TEXT –
*** Block opens ***
It turns colder and that’s where it ends. The nights are drawing in, the temperature is dropping and so are the leaves. Some things in life are inevitable. We can only ignore them for so long. We cannot make them go away but we can put plans in place that make them easier to deal with and financial protection is a way in which we can cover (to an extent) the unexpected.
Why is financial protection important?
Not everyone needs financial protection, so a practical approach is to consider what your monthly essential costs are and how comfortably you would be able to meet them if your own income was reduced or stopped. It is also sensible to think about your general health and age, as unfortunately both our obligations and potential health issues can start to mount up as we get older. Key life events such as the purchase of your first home/property, getting married, starting a family also represent review points. These review points will continue as you go through life, for example, where your family structure changes (more/less dependants, retirement, divorce or even death). Again, some unpleasantries in there but if life is life, then so is death.
What is financial protection?
Financial protection is essentially a type of insurance. It involves a range of products which can cover you and your loved ones. It is important not to fall into the trap of assuming you will not need it at some point - take a look around.
What are the main types of financial protection?
Life insurance, Critical Illness Cover, Family Income Benefit and Income Protection are the main types of financial protection products available.
Life insurance pays-out a lump-sum to your chosen beneficiaries when you pass away. There are different types of cover to choose from but the most common is one that protects a mortgage – this can be a ‘decreasing term’ for a repayment mortgage and a ‘level term’ for a mortgage that is on an interest only basis. When it comes to how long your policy lasts, there are two types of life insurance, whole of life and term assurance. A whole of life policy continues until you die, so a pay-out is guaranteed e.g. funeral cover or estate planning, while a term policy is for a specific period of time and pays-out if you die during that period e.g. covering the term of your mortgage. Life insurance should be considered by anyone who has an outstanding mortgage and/or financial dependants. A thought - as well as paying-off the mortgage, a lump-sum could provide an additional cash buffer to ensure your family’s financial security as servicing debt(s) will not represent your entire outgoings.
Critical illness cover provides you with a lump-sum if you are diagnosed with one of the critical illnesses covered by the policy. The lump-sum could be used to help pay-off the mortgage or other debts, or adapt living arrangements to your new circumstances (or both). Critical illness policies vary enormously from one provider to the other, both in terms of the types and severity of illnesses covered. If you don’t think your savings would cover you if you became seriously ill, critical illness cover could be well worth considering.
*** Block closes ***
INFORMATION PROVIDED –
*** Block opens ***
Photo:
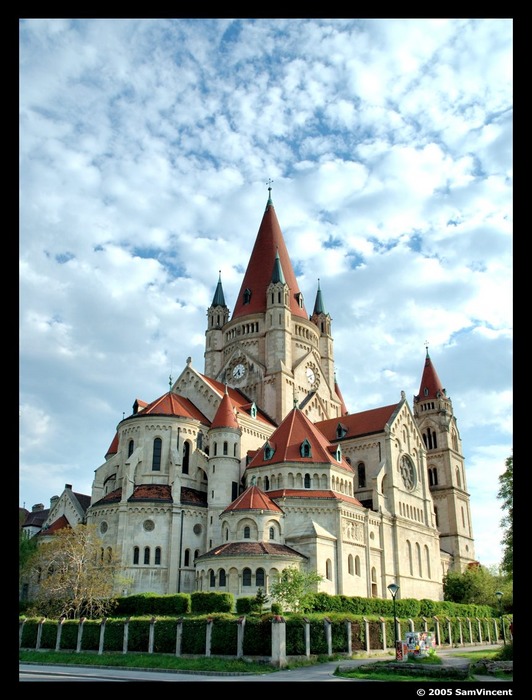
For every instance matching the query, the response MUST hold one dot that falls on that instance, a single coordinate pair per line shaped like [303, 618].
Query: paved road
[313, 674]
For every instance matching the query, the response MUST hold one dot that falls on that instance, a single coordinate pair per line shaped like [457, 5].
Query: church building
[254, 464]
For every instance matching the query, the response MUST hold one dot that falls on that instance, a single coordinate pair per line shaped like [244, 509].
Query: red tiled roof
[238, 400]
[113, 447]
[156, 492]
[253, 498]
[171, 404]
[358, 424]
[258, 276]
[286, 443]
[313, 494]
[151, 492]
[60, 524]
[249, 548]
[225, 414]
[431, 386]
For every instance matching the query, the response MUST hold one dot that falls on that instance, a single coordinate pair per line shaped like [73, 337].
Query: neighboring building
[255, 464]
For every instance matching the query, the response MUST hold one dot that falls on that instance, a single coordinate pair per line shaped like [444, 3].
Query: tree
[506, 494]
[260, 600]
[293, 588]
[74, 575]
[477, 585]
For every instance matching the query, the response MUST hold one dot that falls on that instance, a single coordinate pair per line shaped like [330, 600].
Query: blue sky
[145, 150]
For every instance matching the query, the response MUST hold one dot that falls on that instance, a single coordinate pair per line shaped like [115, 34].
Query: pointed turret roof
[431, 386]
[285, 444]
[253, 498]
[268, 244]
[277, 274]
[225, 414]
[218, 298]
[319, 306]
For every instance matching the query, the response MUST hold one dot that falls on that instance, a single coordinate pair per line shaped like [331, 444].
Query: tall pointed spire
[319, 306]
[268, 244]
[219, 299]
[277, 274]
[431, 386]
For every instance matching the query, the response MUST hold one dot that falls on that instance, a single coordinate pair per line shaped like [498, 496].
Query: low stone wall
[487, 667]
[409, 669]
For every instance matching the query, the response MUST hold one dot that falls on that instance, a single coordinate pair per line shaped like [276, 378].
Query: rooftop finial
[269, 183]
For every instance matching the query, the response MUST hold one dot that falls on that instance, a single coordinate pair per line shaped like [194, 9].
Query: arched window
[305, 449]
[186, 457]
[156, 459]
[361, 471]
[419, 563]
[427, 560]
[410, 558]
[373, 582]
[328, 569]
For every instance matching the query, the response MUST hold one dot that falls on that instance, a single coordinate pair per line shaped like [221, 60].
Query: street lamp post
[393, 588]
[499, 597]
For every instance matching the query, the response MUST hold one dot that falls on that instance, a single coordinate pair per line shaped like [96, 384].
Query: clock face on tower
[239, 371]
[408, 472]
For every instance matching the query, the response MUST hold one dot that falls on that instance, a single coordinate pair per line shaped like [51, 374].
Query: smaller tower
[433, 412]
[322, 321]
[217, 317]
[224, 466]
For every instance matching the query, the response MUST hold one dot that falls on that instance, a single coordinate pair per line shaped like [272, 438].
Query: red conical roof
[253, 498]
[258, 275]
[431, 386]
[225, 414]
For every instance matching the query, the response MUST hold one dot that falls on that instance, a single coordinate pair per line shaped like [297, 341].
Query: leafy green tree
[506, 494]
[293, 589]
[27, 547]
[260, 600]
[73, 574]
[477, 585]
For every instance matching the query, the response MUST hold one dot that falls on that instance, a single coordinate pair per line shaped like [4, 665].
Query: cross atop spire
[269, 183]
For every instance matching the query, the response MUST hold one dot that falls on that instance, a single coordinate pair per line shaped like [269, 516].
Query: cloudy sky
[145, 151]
*** Block closes ***
TASK REQUIREMENTS – Continue the piece on financial protection from the point where it stops.

FINAL ANSWER –
Family Income Benefit is another term assurance policy that also pays-out on death. However, instead of providing a lump-sum, it pays out a regular income to your chosen beneficiary from when you die until the end of the policy. For example, if you took out a 20-year policy and died after 15 years, it would pay-out for five years. As its name suggests, family income benefit is aimed at families who want to provide their surviving partner with an income for a set period of time. It could help pay for school fees and other activities, as well as essential bills. This can prove vital whilst you have children/dependants.
Income Protection pays-out a regular income to the policyholder if you are unable to work because of an accident, bad back or illness including a mental illness like depression. You can select how soon after a diagnosis you want the payout to start: this is known as the deferred period. In general, the longer the deferred period, the lower your premiums will be. You can also choose between short-term cover, which might pay income over one to two years, or long-term cover, which typically runs until retirement or when the policy ends (whichever is sooner). If you are self-employed or your employer only provides statutory sick pay, income protection could prove especially valuable. With Income Protection, you can claim more than once on your policy.
How can I get financially protected?
If you work for a company, it is worthwhile investigating the benefits package on offer to see if protection forms part of it. Companies often buy policies as group schemes which their employees can benefit from. Beyond that, you can look at popular comparison sites to understand the products on offer and their relevant pricing and do your own research on the companies within. If you are unsure about what you might need and what best meets yours and your family’s requirements, this is an area certainly well worth discussing with a financial adviser. An adviser can identify points of vulnerability and put together a tailored package covering you and your family. So whilst the unexpected is always out there, you can at least have the peace of mind in knowing that you have done what you can to protect your finances.
Although every effort has been made to ensure that the information provided in this article is accurate and correct, the information provided does not constitute any form of financial advice. We recommend that you take financial advice before making any financial decisions.